▶ [Extract]:
KNOXVILLE, Tenn. (WATE) — The omicron variant is likely now the dominant strain of COVID-19 in Tennessee, according to State Health Commissioner Dr. Lisa Piercey. She estimated 80% of active cases to be from Omicron. She predicts between 90-95% of statewide cases to be from the variant by next week.
“It is here and it is here in a big way. It came very, very, quickly. Just to put it into context, it took about three months for the delta variant to be the predominant variant nationally. It took omicron about three weeks,” said Piercey.
Experts are still working to learn whether omicron will cause more hospitalizations and severe illness. However, Dr. Piercey said research shows vaccines are offering protection against hospitalization and death. It’s why she, again, took a moment to encourage Tennesseans to get vaccinated – or boosted.

▶ [What is required]:
Answer these questions from the report on omicron in Tennessee:
(a) What share of active cases did Dr. Lisa Piercey estimate to be from omicron?
(b) How long did it take omicron to become the predominant variant, according to Piercey?
(c) What does research show vaccines are offering protection against?
The records that follow have nothing to do with the text.

▶ [Data]:

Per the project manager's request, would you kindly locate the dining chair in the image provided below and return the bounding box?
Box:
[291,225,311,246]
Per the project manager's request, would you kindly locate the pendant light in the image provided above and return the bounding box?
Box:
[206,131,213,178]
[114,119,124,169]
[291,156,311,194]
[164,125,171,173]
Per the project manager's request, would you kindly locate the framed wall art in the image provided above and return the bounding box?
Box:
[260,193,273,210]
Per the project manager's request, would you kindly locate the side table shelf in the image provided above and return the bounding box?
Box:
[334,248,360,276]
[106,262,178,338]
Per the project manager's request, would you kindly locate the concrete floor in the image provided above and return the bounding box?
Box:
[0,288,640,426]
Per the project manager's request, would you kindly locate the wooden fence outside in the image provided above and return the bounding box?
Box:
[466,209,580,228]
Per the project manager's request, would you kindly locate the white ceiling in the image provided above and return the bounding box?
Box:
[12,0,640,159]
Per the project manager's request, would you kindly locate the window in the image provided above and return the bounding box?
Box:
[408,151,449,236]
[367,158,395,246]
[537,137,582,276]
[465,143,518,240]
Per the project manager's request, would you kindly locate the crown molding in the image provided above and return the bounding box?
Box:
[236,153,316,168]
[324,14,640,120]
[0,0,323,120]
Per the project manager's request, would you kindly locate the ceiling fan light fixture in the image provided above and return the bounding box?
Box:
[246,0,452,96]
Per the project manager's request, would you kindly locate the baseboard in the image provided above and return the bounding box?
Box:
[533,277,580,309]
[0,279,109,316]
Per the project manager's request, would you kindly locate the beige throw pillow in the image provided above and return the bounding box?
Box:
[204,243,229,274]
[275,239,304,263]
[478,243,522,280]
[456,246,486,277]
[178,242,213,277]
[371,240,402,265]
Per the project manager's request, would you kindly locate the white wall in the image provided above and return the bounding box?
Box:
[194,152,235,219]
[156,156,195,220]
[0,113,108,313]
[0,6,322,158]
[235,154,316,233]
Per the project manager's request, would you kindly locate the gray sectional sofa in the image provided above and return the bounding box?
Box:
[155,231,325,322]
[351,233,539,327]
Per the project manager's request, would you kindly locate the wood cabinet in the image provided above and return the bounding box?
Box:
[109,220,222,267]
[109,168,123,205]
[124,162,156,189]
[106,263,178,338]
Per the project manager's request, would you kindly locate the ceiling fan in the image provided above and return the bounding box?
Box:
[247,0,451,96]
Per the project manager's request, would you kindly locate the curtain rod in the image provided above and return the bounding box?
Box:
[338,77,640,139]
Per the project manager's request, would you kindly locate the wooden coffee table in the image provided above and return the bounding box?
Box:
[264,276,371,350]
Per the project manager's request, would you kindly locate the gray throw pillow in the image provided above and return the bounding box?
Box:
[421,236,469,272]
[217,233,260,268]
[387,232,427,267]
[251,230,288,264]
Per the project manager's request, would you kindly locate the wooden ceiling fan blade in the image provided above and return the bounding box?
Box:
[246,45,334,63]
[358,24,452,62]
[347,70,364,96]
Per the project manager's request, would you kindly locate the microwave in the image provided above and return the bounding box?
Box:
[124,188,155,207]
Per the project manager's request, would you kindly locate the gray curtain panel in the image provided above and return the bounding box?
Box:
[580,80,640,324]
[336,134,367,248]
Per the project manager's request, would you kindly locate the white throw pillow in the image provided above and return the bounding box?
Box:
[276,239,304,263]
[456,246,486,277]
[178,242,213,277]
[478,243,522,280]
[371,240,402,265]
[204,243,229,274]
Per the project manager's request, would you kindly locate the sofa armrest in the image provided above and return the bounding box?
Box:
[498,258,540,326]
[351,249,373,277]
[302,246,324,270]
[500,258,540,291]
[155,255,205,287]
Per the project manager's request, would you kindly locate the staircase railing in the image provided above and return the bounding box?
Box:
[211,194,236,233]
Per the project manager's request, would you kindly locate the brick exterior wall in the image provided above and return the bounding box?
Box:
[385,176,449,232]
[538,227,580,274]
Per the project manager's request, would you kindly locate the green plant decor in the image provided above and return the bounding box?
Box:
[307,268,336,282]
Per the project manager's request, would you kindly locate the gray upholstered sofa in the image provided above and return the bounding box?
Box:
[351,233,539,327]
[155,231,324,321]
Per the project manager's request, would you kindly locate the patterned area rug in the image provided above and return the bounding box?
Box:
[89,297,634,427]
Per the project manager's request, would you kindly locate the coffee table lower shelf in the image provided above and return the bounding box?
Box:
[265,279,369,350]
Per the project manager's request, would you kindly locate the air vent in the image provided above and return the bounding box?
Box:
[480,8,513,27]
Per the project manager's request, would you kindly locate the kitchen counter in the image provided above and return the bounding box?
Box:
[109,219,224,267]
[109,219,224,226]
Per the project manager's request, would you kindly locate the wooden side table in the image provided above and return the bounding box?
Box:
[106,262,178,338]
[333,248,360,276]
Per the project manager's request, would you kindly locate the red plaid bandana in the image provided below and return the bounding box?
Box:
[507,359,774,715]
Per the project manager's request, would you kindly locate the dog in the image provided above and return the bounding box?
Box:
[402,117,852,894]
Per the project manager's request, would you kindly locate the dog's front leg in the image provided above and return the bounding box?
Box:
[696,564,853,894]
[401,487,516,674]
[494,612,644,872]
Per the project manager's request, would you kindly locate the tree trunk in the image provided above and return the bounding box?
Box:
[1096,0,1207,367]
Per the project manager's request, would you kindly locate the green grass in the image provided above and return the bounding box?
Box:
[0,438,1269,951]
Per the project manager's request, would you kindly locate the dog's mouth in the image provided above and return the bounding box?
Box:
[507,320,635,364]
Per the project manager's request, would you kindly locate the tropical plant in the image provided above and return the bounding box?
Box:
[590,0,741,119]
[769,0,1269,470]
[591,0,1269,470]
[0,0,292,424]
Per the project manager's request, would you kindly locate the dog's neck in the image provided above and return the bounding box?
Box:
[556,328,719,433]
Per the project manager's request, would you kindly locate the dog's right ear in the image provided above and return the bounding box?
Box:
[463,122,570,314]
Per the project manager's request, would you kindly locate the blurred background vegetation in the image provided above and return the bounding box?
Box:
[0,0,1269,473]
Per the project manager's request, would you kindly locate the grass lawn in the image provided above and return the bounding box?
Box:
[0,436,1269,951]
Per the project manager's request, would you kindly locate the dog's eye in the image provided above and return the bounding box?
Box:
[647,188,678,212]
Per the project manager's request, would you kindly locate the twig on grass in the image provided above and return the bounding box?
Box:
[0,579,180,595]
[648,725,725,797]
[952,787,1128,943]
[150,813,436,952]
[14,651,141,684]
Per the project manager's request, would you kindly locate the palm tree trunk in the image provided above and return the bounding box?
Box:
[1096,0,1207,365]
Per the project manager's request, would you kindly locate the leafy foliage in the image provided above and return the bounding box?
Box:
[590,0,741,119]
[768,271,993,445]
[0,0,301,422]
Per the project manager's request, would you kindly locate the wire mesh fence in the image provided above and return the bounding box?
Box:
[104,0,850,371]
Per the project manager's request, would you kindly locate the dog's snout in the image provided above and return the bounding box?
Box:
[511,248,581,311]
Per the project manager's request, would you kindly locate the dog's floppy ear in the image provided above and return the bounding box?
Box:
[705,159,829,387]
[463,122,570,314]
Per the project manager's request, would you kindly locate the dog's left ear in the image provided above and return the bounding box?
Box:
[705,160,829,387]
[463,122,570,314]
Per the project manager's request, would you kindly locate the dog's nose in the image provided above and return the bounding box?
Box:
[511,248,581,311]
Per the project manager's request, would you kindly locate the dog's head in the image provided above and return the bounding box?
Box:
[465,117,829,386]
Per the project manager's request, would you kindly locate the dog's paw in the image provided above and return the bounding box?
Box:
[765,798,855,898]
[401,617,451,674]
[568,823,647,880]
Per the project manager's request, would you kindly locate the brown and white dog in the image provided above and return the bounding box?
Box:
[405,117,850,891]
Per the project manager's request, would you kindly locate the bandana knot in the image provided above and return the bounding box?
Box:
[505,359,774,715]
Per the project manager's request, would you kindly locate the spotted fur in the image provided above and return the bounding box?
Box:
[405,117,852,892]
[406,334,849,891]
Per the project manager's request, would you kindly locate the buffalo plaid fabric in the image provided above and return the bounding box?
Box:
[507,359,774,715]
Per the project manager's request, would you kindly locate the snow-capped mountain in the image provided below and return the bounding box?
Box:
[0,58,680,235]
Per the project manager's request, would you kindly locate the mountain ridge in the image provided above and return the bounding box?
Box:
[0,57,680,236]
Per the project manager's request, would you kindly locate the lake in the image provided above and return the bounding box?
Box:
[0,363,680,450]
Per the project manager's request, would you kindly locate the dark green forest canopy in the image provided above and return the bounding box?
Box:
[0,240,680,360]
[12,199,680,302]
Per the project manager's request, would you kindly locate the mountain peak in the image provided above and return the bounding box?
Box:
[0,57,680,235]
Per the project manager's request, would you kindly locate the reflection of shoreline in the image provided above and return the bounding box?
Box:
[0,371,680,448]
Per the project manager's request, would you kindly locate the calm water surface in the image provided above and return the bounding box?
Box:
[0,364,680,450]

▶ [Your response]:
(a) 80%
(b) About three weeks
(c) Hospitalization and death